# TRY IT
All of the entries must be duplicated exactly.

Referring expression pointing data
[Start of section]
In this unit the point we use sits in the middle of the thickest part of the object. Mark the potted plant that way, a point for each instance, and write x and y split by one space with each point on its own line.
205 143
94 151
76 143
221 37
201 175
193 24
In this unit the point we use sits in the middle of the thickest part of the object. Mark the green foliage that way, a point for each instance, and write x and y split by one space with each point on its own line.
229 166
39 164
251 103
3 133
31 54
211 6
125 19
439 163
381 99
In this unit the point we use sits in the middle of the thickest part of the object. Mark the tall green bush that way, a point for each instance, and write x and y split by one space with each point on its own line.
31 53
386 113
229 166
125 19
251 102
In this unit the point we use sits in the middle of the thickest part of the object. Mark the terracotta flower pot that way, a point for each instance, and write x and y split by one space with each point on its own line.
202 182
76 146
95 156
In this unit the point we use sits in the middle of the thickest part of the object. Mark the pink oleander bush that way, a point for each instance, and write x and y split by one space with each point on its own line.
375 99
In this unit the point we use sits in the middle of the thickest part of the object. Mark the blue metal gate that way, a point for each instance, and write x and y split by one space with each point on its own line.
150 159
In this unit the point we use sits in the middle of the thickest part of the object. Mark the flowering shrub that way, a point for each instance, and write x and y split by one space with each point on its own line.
[End of section]
# RESULT OF THIS TASK
In this unit the point we use sits in the middle of the thickest part of the object. Mark the potted plant that way, a point for each instance, and write x and y split by one space with each point on its own line.
205 143
94 151
76 143
221 37
201 175
193 24
In this unit the point we use sits in the middle of the thickest part of the object. Mark the green foliage that way, a point for each instance, and write x and y split by one space with each point on its own line.
229 166
39 164
251 103
3 133
31 54
211 6
125 19
439 163
381 99
In this unit the point we use sits in the middle of the thickest part of the object. Mark the tall green bush that way, a point for each instance, and write x and y split by one space with each point on its own line.
31 53
386 113
229 166
125 19
251 102
In this unit the point we use sits in the middle of the thickest part of the object. Mark the terracotta flower pot that way, a point for each instance, and write x and y split by one space with each point on its own line.
202 182
76 146
95 156
In this unit the point we use sits in the middle of the thickest part of the object. Mark the pink oleander bush that way, a point for each instance, and write x and y split by one space with each point on its own line.
375 99
In this unit the point we use sits in the middle of the thickest part of the object. Mark the blue metal gate that way, a point for each instance, and write x and y split by one space with each point on its own line.
150 159
In this unit the point we use sits in the middle of the thickest part of the object. Mark the flowering shrub that way, a point for each instance, and write x and y split by one space with each point on its own line.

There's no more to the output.